- **Quoted passage**
This passage is taken from the Political Preface of May 1946, in which the PCInternazionalista (Battaglia) presented its Programmatic Platform, recently adopted at the Turin Conference, to militants abroad. This same basic text, which sets out to explain the historic affiliation between the Italian CP of Livorno 1922, the Fraction in exile, and the PCInt of 1943, is clear on one of the key points of separation with the Trotskyists, which concerned: "... the necessary objective conditions for the communist movement to form new parties with a real influence on the masses, conditions which Trotsky either ignored, or thought ex­isted in the current situation, due to an incor­rect analysis of the existing perspectives. Following the experience of the Bolshevik Fraction, it [ie the Italian Left] established that the course towards the formation of the party was essentially one where the class struggle takes place in revolutionary conditions and therefore the proletarians are led to regroup around a marxist program restored against the opportunists, and defended up until then only by a minority".

- **Brief A**
According to the preface excerpt, where was the Programmatic Platform recently adopted?

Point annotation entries

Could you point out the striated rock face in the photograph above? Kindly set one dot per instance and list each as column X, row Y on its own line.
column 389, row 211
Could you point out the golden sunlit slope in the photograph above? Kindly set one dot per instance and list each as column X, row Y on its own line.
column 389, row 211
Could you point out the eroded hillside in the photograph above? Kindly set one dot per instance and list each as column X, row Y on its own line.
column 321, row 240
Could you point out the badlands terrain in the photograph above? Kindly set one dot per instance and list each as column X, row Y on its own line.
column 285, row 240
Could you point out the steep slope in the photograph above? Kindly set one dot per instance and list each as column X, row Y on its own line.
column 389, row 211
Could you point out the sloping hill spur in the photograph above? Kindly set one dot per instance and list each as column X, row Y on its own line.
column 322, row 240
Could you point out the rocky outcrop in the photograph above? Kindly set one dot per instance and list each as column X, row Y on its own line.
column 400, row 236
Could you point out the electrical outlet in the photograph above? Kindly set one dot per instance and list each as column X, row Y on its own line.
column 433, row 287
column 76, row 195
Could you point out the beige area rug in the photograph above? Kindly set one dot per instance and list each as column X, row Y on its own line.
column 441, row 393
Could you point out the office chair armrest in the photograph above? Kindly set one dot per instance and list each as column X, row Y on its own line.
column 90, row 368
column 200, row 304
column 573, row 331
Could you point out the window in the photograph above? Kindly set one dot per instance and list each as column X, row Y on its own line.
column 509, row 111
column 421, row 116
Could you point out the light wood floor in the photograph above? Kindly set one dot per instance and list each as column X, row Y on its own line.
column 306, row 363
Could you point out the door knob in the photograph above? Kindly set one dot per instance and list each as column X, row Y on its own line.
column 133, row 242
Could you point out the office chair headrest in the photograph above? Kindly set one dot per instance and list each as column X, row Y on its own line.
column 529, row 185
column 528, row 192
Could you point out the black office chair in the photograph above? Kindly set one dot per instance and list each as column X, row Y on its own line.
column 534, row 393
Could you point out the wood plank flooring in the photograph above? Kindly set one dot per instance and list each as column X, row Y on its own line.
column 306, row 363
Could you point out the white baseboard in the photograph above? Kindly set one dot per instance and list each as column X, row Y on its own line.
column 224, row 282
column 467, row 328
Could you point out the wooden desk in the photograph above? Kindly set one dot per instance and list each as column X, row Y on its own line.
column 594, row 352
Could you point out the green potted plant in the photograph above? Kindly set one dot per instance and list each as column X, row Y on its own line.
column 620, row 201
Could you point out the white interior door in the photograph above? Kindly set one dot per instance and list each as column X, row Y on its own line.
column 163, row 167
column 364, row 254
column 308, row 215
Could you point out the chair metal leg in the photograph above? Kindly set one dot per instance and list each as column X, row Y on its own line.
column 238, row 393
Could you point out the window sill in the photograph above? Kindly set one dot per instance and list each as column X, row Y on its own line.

- **Brief B**
In the entries, switch "Kindly" to "Please" throughout the part that opens with the line containing "Could you point out the sloping" and closes with the line containing "column 441, row 393", changing nothing else. Return only those lines.

- **Problem solution A**
At the Turin Conference.

- **Problem solution B**
Could you point out the sloping hill spur in the photograph above? Please set one dot per instance and list each as column X, row Y on its own line.
column 322, row 240
Could you point out the rocky outcrop in the photograph above? Please set one dot per instance and list each as column X, row Y on its own line.
column 400, row 236
Could you point out the electrical outlet in the photograph above? Please set one dot per instance and list each as column X, row Y on its own line.
column 433, row 287
column 76, row 195
Could you point out the beige area rug in the photograph above? Please set one dot per instance and list each as column X, row Y on its own line.
column 441, row 393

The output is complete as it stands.